*** Exercise data ***
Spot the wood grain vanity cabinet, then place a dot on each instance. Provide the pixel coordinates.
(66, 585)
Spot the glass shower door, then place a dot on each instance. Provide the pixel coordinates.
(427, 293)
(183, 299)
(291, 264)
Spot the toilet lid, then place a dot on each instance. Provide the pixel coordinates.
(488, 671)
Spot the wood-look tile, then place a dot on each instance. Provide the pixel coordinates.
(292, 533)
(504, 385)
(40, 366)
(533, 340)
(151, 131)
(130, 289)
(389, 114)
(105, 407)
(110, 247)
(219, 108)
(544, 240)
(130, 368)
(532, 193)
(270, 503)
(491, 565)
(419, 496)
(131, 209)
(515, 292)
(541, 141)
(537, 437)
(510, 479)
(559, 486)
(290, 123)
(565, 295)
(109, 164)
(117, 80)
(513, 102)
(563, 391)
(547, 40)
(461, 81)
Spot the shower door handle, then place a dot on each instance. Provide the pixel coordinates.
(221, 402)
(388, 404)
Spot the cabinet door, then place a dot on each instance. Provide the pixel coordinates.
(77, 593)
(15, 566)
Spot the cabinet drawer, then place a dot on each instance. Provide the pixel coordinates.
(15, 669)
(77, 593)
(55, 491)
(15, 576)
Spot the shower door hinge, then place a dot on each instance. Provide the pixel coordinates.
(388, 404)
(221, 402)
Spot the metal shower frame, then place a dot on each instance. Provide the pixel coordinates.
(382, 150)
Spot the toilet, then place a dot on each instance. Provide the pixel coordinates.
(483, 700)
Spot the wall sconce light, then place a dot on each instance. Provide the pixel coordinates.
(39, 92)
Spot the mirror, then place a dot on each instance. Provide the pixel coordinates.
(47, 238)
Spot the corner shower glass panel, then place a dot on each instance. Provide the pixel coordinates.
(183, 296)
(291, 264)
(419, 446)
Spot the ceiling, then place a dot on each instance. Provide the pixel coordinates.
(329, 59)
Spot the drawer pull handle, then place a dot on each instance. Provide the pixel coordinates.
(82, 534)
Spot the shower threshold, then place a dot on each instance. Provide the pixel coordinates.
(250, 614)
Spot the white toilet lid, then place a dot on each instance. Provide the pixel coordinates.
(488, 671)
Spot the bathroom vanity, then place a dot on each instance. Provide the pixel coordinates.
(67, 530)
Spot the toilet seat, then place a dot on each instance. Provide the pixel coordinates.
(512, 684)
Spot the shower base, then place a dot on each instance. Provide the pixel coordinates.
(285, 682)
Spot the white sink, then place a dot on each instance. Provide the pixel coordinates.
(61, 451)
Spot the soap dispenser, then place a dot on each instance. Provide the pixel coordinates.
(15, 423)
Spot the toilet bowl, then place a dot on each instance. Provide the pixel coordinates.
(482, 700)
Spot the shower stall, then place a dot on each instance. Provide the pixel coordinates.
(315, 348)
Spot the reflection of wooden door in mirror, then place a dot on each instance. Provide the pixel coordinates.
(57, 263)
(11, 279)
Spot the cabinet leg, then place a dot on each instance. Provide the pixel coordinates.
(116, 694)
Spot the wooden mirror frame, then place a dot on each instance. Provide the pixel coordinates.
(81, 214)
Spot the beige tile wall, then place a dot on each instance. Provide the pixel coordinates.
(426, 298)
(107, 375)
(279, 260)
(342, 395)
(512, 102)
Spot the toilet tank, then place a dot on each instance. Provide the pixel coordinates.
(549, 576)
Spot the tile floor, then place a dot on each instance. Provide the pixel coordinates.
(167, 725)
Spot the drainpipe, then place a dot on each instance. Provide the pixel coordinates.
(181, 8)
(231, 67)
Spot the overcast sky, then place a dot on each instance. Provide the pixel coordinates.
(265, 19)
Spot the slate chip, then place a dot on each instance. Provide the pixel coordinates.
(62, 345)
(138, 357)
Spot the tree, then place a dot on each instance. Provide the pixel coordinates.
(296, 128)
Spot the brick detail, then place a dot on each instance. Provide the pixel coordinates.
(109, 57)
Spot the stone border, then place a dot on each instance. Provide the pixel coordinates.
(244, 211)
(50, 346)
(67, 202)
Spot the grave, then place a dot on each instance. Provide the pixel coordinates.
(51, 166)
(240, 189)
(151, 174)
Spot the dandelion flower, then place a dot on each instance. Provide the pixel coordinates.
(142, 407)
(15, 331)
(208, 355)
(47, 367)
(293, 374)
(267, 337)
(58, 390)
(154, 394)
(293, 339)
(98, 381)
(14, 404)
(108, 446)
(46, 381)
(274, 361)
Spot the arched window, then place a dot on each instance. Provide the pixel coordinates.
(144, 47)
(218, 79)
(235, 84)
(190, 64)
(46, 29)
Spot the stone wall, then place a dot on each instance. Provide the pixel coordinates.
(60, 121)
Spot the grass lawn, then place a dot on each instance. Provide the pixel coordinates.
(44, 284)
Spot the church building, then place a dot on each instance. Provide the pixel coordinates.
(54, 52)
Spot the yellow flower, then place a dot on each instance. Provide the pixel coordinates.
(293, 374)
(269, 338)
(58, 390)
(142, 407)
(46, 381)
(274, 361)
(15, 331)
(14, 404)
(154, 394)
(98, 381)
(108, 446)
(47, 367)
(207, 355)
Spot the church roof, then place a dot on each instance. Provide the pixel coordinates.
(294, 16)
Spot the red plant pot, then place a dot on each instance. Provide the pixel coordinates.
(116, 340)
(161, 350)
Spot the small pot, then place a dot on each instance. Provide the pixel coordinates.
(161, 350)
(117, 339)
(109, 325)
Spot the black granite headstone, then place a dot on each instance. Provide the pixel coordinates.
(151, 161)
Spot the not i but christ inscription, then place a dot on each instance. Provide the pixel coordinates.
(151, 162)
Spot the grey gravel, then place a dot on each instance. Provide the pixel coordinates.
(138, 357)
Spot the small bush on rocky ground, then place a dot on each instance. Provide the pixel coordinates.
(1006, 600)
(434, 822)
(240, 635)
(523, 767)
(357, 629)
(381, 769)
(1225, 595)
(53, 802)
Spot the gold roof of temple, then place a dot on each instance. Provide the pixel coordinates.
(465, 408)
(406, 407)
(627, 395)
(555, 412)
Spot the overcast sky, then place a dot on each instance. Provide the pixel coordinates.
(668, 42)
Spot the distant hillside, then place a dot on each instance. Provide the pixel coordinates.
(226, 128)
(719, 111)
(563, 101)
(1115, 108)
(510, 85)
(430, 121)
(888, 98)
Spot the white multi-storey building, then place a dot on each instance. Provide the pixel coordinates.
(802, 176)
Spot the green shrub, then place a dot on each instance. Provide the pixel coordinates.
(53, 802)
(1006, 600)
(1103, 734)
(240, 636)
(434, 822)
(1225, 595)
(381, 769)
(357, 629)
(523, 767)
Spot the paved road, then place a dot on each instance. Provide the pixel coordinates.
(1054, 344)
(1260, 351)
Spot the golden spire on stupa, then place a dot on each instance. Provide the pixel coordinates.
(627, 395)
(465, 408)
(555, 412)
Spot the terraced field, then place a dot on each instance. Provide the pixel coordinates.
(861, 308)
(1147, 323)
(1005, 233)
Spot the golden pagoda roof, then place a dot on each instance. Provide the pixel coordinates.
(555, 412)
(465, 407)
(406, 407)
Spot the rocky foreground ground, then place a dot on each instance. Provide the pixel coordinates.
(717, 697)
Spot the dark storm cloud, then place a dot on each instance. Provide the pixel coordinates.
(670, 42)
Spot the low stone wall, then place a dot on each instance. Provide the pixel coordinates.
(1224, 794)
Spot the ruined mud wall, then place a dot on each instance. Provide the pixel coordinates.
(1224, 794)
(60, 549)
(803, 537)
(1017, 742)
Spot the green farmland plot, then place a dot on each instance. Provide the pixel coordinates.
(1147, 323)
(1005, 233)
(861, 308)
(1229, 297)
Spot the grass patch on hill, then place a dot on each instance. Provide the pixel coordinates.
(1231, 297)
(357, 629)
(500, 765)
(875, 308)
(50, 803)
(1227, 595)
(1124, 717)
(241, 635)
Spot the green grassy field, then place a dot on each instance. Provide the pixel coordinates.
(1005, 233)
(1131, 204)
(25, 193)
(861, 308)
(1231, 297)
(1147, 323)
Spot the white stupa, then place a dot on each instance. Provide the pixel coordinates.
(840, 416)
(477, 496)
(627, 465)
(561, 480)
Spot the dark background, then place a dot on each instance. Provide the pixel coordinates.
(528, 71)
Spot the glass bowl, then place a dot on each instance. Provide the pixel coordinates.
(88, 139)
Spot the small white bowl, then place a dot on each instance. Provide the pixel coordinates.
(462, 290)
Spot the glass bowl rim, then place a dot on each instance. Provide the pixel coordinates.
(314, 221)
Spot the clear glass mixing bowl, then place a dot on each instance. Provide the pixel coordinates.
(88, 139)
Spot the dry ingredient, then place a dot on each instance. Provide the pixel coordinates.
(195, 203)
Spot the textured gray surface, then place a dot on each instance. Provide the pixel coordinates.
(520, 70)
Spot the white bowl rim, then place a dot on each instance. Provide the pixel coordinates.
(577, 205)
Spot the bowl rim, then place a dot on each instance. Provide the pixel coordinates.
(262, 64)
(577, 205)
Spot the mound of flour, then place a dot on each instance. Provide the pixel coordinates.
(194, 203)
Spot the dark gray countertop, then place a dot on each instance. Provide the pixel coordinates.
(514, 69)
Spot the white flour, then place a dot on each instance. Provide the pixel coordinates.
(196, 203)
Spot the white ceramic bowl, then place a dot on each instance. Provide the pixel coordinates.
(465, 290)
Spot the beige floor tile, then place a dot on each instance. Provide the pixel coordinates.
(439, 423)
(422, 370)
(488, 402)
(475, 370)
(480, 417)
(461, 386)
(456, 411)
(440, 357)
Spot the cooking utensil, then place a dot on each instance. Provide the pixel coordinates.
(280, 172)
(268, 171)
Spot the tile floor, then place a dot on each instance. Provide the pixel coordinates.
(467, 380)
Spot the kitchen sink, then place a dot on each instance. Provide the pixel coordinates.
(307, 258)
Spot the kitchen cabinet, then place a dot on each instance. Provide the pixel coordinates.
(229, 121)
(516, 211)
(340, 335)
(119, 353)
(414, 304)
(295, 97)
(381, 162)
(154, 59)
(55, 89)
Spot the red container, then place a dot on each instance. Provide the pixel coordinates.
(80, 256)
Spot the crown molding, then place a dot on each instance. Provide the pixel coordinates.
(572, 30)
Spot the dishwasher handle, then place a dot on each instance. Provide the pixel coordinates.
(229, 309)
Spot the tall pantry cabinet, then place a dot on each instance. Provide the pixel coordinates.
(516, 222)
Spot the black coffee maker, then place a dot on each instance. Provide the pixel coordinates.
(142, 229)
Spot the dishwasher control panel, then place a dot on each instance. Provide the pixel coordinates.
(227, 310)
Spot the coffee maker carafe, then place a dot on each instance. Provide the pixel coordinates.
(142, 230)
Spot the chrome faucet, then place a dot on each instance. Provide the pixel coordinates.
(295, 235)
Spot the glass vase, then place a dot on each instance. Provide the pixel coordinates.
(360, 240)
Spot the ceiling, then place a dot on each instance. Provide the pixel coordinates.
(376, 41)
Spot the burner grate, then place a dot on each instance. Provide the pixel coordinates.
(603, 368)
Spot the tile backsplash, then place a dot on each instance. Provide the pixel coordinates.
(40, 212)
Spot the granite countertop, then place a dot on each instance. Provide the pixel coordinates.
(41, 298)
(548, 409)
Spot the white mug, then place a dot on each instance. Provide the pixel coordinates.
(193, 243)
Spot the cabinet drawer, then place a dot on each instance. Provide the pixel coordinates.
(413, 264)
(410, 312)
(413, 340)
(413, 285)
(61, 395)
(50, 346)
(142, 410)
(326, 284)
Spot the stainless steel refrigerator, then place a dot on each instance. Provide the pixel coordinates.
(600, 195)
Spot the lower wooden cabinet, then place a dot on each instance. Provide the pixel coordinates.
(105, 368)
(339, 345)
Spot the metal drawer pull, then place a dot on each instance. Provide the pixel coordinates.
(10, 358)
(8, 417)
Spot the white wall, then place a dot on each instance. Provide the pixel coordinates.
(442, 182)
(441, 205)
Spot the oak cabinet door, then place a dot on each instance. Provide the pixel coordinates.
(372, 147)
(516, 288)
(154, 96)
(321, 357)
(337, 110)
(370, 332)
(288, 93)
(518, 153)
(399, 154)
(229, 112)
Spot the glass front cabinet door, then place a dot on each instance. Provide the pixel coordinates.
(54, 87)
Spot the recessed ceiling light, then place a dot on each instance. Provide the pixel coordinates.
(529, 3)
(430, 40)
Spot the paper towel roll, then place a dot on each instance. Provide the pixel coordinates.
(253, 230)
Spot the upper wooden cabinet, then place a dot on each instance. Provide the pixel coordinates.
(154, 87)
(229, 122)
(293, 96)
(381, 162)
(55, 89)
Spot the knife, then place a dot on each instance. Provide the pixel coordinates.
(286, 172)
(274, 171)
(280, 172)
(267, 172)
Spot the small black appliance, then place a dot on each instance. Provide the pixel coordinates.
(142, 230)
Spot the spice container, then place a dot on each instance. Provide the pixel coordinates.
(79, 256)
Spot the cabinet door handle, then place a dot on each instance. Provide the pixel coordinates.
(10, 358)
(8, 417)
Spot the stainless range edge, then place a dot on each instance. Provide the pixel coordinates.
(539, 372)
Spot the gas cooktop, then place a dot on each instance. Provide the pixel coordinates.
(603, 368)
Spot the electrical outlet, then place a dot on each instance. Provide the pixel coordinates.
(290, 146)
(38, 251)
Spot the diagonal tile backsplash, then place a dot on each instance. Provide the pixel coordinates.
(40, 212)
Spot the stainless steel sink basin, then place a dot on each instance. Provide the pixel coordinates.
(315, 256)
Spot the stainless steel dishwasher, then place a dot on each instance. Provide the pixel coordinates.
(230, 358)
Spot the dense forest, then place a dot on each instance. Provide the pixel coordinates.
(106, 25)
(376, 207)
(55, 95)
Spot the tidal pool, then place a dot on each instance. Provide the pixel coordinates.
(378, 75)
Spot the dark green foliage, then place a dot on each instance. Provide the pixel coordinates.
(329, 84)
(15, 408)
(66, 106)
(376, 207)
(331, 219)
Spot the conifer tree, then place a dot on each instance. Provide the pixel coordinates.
***
Exercise directions: Your answer should be an exact copy of the lines from the one with "Spot the small black" through the end of the material, with no other lines.

Answer section:
Spot the small black appliance, then place a dot on each instance. Provide the pixel coordinates.
(142, 230)
Spot the spice container, then place a dot on each instance. Provide the pixel coordinates.
(79, 256)
Spot the cabinet door handle, then place a dot on each instance. Provide the pixel coordinates.
(10, 358)
(8, 417)
Spot the stainless range edge, then place a dot on each instance. Provide the pixel coordinates.
(539, 372)
Spot the gas cooktop, then place a dot on each instance. Provide the pixel coordinates.
(603, 368)
Spot the electrical outlet, then place a dot on each instance. Provide the pixel coordinates.
(290, 146)
(38, 251)
Spot the diagonal tile backsplash, then place a dot on each instance. Provide the pixel coordinates.
(40, 212)
Spot the stainless steel sink basin, then place a dot on each instance. Provide the pixel coordinates.
(315, 256)
Spot the stainless steel dishwasher, then place a dot on each instance. Provide the pixel coordinates.
(230, 358)
Spot the dense forest, then place a dot on each instance. Provide the pixel coordinates.
(106, 25)
(376, 207)
(55, 95)
Spot the tidal pool, then place a dot on each instance. Provide the pixel coordinates.
(378, 75)
Spot the dark green foliage, then place a dot on each instance. Provide the pixel coordinates.
(329, 84)
(15, 408)
(66, 106)
(376, 207)
(331, 219)
Spot the conifer tree, then place a dot on each instance. Provide the pixel coordinates.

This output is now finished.